> **What is being asked**: Turn each line of the data below into an item in a numbered list, and leave out any blank lines.
— begin Data to use —
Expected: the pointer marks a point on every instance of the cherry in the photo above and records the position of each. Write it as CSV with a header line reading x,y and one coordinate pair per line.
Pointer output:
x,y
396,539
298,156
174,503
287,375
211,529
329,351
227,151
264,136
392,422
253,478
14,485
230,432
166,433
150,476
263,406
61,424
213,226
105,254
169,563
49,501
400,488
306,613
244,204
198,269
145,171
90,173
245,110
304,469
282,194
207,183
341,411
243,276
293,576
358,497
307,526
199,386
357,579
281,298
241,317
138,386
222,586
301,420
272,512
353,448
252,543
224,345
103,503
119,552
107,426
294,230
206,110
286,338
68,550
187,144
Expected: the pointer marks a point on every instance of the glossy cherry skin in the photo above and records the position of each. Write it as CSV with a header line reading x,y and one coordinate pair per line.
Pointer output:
— end Data to use —
> **Output of the exercise**:
1. Expected: the pointer marks a point on every instance of the cherry in the photo above and records the position of each. Write it as CSV with a header line reading x,y and one coordinate pair per line.
2. Pointer output:
3. x,y
4. 396,539
5. 298,156
6. 174,503
7. 287,375
8. 211,529
9. 329,351
10. 227,151
11. 264,136
12. 392,422
13. 253,478
14. 14,485
15. 230,432
16. 166,433
17. 150,476
18. 263,406
19. 61,424
20. 213,226
21. 105,254
22. 169,563
23. 49,501
24. 400,488
25. 306,613
26. 244,204
27. 198,269
28. 145,171
29. 90,173
30. 245,110
31. 304,469
32. 282,194
33. 207,183
34. 341,411
35. 243,276
36. 293,576
37. 358,497
38. 307,526
39. 199,386
40. 357,579
41. 281,298
42. 241,317
43. 138,386
44. 222,586
45. 301,420
46. 272,512
47. 353,448
48. 252,543
49. 224,345
50. 103,503
51. 119,552
52. 107,426
53. 294,230
54. 206,110
55. 286,338
56. 68,550
57. 187,144
58. Expected: the pointer marks a point on every instance of the glossy cherry skin in the photo above and records the position of each. Write it as CSV with a header line reading x,y and one coordinate pair per line.
59. Pointer output:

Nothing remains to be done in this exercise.